— START OF RECORD LIST —
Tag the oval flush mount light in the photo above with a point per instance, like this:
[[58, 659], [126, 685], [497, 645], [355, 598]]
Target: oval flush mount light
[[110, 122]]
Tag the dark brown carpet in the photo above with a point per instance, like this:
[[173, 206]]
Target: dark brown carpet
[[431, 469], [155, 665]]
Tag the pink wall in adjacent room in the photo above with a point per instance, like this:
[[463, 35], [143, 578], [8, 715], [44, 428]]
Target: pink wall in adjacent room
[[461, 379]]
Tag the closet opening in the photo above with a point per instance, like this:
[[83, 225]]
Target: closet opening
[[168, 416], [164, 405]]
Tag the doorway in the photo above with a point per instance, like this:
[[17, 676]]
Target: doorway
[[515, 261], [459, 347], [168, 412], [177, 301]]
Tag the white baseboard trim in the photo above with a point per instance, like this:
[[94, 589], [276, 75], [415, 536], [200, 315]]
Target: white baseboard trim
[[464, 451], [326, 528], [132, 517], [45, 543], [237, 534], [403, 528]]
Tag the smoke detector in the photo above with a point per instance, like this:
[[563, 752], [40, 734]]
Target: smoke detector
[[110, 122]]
— END OF RECORD LIST —
§ **TASK OBJECTIVE**
The entries above should be repeated exactly, every one of them.

§ **PROBLEM SOLUTION**
Tag the oval flush mount light in the photo above with a point per instance, like this:
[[58, 659], [126, 685], [497, 645], [355, 598]]
Target: oval flush mount light
[[110, 122]]
Tag the dark brown carpet in the photo above with a point per instance, like this:
[[173, 206]]
Target: dark brown carpet
[[431, 469], [155, 665]]
Tag the pink wall in adjacent room in the photo above with a point per instance, like this:
[[463, 35], [143, 578], [8, 715], [44, 428]]
Target: pink wall in adjacent room
[[461, 379]]
Tag the closet opening in the photo above with a point per instance, like this:
[[83, 225]]
Target: closet opening
[[168, 416], [164, 405]]
Tag the doorway in the photo above with a point per instance, like this:
[[17, 676]]
Target: doorway
[[515, 261], [459, 347], [168, 412], [177, 301]]
Tag the white baseboard trim in the photo above with a point per instance, like this:
[[94, 589], [276, 75], [415, 536], [200, 315]]
Target: white baseboard trim
[[464, 451], [326, 528], [132, 517], [45, 543], [237, 534], [403, 528]]
Tag the smoke detector in the photo above with a point per instance, like this:
[[563, 752], [40, 734]]
Target: smoke detector
[[110, 122]]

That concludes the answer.